→ Problem
Copy out the lines below, putting "nonzero winding rule" wherever "even-odd rule" appears and changing nothing else.

→ Data for processing
****************************************

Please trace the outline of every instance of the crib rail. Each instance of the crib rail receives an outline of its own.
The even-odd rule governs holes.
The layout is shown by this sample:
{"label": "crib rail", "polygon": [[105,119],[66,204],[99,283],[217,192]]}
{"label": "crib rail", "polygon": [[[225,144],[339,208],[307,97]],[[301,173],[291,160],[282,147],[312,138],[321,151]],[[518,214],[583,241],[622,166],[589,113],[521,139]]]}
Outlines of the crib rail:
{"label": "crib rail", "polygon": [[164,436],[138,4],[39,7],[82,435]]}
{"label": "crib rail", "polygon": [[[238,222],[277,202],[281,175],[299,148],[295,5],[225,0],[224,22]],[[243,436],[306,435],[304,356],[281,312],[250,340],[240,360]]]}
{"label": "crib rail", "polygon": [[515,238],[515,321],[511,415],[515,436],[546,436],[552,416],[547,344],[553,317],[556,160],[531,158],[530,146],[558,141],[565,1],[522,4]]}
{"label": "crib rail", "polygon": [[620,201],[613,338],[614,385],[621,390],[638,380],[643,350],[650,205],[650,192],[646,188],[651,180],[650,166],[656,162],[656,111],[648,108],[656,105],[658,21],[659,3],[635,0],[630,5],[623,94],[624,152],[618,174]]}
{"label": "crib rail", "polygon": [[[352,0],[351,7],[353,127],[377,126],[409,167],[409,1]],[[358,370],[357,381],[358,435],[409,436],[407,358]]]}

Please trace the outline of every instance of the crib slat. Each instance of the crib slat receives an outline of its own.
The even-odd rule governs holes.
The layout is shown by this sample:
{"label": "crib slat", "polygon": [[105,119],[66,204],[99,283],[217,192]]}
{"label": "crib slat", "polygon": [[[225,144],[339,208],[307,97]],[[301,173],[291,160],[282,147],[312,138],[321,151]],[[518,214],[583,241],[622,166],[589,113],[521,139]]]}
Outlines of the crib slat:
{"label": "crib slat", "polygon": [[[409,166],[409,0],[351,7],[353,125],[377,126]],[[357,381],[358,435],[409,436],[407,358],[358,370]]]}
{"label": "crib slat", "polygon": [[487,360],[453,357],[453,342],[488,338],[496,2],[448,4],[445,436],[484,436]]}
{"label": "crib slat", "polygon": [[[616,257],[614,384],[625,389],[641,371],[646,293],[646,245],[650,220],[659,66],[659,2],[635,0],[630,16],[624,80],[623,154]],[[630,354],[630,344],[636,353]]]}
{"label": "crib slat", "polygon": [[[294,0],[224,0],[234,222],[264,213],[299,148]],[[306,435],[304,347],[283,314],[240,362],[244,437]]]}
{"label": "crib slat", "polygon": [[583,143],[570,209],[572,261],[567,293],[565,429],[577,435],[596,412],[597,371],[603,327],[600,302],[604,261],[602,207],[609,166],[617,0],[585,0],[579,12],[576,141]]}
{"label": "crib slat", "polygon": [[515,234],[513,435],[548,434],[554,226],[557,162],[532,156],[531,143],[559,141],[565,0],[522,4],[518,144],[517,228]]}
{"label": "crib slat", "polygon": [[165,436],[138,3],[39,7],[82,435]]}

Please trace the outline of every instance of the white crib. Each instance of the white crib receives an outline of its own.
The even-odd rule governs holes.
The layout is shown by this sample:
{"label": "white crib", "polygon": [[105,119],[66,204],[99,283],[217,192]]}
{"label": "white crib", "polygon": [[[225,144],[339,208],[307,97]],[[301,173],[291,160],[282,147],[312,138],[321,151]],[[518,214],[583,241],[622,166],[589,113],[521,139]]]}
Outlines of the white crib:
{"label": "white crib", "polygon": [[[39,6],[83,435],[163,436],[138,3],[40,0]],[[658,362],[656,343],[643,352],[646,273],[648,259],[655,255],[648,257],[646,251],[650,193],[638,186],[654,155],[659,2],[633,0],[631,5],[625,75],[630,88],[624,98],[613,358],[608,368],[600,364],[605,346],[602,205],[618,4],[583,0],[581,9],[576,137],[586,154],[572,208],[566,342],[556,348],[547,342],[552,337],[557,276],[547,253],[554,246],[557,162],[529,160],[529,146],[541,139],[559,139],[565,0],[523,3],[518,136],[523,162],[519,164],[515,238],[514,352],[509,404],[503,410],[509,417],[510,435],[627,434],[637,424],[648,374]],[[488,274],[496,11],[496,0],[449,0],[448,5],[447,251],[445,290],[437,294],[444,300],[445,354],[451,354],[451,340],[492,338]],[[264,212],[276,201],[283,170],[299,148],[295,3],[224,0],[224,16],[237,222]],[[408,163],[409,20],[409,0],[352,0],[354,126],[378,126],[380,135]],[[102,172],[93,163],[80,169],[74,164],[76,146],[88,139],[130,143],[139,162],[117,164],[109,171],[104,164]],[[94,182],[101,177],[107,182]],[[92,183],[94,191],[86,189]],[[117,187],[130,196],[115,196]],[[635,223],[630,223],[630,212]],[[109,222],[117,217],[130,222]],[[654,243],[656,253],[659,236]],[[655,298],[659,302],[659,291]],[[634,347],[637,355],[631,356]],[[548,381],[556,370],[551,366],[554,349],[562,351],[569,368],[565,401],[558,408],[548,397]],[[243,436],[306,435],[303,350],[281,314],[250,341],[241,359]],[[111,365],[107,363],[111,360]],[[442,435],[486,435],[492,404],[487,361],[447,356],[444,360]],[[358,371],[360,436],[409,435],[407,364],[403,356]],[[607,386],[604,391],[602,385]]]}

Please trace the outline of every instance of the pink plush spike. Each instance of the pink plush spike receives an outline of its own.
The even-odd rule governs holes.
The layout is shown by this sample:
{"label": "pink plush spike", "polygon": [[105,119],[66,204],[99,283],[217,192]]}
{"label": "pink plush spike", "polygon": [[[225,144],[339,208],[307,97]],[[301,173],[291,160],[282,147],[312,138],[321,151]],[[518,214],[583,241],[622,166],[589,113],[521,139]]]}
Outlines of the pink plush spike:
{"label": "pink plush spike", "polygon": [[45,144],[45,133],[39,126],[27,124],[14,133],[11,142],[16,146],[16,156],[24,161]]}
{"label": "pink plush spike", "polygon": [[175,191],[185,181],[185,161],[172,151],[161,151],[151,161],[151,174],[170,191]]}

****************************************

→ Right answer
Please trace the outline of every instance of the crib rail. Each instance of the crib rail receives an outline of its own.
The nonzero winding rule governs holes.
The layout is shown by this sample:
{"label": "crib rail", "polygon": [[105,119],[66,204],[99,283],[217,192]]}
{"label": "crib rail", "polygon": [[[225,144],[339,208],[307,97]],[[301,173],[291,160],[282,147],[312,138],[321,151]],[[518,214],[583,241],[622,166],[589,113],[521,139]]]}
Outlines of the crib rail:
{"label": "crib rail", "polygon": [[164,436],[138,4],[39,7],[82,435]]}
{"label": "crib rail", "polygon": [[[238,222],[277,202],[281,175],[299,148],[295,5],[225,0],[224,22]],[[243,436],[306,435],[304,356],[281,312],[250,340],[240,360]]]}
{"label": "crib rail", "polygon": [[515,238],[515,321],[511,415],[515,436],[546,436],[552,416],[547,344],[553,317],[556,160],[531,158],[530,146],[558,141],[565,1],[522,4]]}
{"label": "crib rail", "polygon": [[620,201],[613,338],[614,385],[621,390],[638,380],[643,350],[650,205],[650,192],[646,188],[651,180],[650,166],[656,162],[656,111],[648,108],[656,105],[658,21],[659,3],[635,0],[630,5],[623,94],[624,152],[618,174]]}
{"label": "crib rail", "polygon": [[[352,0],[351,7],[353,127],[377,126],[409,167],[409,1]],[[358,370],[357,381],[358,435],[409,436],[407,358]]]}

Please trace the outline of every instance of the crib slat. Each instance of the crib slat receives an outline of its own.
The nonzero winding rule governs holes.
The layout is shown by this sample:
{"label": "crib slat", "polygon": [[105,119],[66,204],[99,283],[217,192]]}
{"label": "crib slat", "polygon": [[[225,144],[339,208],[307,97]],[[301,173],[291,160],[282,147],[312,138],[321,151]],[[518,214],[583,241],[622,166],[589,113],[521,139]]]}
Outlines of the crib slat:
{"label": "crib slat", "polygon": [[[409,166],[409,0],[351,7],[353,125],[377,126]],[[357,381],[358,435],[409,436],[407,358],[358,370]]]}
{"label": "crib slat", "polygon": [[487,360],[453,357],[453,342],[488,338],[496,2],[448,4],[445,436],[484,436]]}
{"label": "crib slat", "polygon": [[[616,257],[614,384],[625,389],[641,371],[646,293],[646,245],[650,220],[659,66],[659,2],[635,0],[630,16],[624,80],[623,154]],[[630,354],[630,344],[636,353]]]}
{"label": "crib slat", "polygon": [[[294,0],[224,0],[234,222],[264,213],[299,148]],[[306,435],[304,347],[283,314],[240,362],[244,437]]]}
{"label": "crib slat", "polygon": [[583,143],[570,209],[572,261],[567,293],[565,429],[577,435],[596,412],[597,371],[603,327],[600,302],[604,261],[602,207],[609,166],[617,0],[585,0],[579,12],[576,141]]}
{"label": "crib slat", "polygon": [[515,234],[513,435],[548,434],[554,226],[557,162],[532,156],[531,143],[559,141],[565,0],[522,4],[518,144],[517,228]]}
{"label": "crib slat", "polygon": [[165,436],[138,3],[39,7],[82,435]]}

Please trace the outline of every instance of the white crib. Each instance of the white crib receives an outline of its own.
The nonzero winding rule governs holes.
The layout is shown by this sample:
{"label": "white crib", "polygon": [[105,119],[66,204],[99,283],[217,192]]}
{"label": "white crib", "polygon": [[[225,144],[339,208],[307,97]],[[301,173],[291,160],[282,147],[312,138],[321,151]],[[518,214],[583,241],[622,166],[589,113],[521,139]]]}
Outlines of the white crib:
{"label": "white crib", "polygon": [[[39,6],[83,435],[163,436],[138,3],[40,0]],[[658,362],[656,343],[643,352],[646,273],[648,259],[655,255],[648,257],[646,251],[650,193],[638,186],[654,155],[659,2],[633,0],[631,5],[625,75],[630,88],[624,98],[613,358],[608,368],[600,364],[605,346],[602,205],[618,4],[583,0],[581,9],[576,137],[586,154],[572,208],[566,342],[556,348],[547,342],[552,337],[557,276],[547,253],[554,246],[557,162],[529,160],[529,146],[541,139],[559,139],[565,0],[523,3],[518,136],[523,162],[519,164],[515,238],[514,352],[509,404],[503,410],[509,417],[510,435],[627,434],[637,424],[648,374]],[[488,274],[496,11],[496,0],[449,0],[448,5],[447,251],[445,290],[437,294],[444,300],[445,354],[451,354],[451,340],[492,338]],[[264,212],[276,201],[283,170],[299,148],[295,3],[224,0],[224,16],[237,222]],[[408,163],[409,20],[409,0],[352,0],[354,126],[378,126],[380,135]],[[102,172],[93,163],[80,169],[74,164],[76,146],[88,139],[130,143],[139,162],[117,164],[109,171],[104,164]],[[94,182],[101,177],[107,182]],[[92,183],[94,191],[86,189]],[[117,187],[130,196],[115,196]],[[635,223],[630,223],[630,212]],[[109,222],[117,217],[130,222]],[[654,243],[656,253],[659,236]],[[655,298],[659,302],[659,291]],[[634,347],[637,355],[631,356]],[[548,381],[556,370],[551,366],[554,349],[562,351],[569,368],[565,401],[558,408],[548,397]],[[243,436],[306,435],[303,350],[281,314],[250,341],[241,359]],[[111,365],[107,363],[111,360]],[[442,435],[486,435],[492,404],[487,361],[447,356],[444,360]],[[358,371],[360,436],[409,435],[407,364],[403,356]],[[607,386],[604,391],[602,385]]]}

Please trace the outline of every instance of the pink plush spike. Each instance of the pink plush spike receives an outline of its own.
The nonzero winding rule governs holes.
The layout is shown by this sample:
{"label": "pink plush spike", "polygon": [[105,119],[66,204],[99,283],[217,192]]}
{"label": "pink plush spike", "polygon": [[[225,144],[339,208],[307,97]],[[301,173],[291,160],[282,147],[312,138],[321,151]],[[518,214],[583,241],[622,166],[589,113],[521,139]]]}
Outlines of the pink plush spike:
{"label": "pink plush spike", "polygon": [[45,144],[45,133],[39,126],[27,124],[14,133],[11,142],[16,146],[16,156],[24,161]]}
{"label": "pink plush spike", "polygon": [[175,191],[185,181],[185,161],[172,151],[161,151],[151,161],[151,174],[170,191]]}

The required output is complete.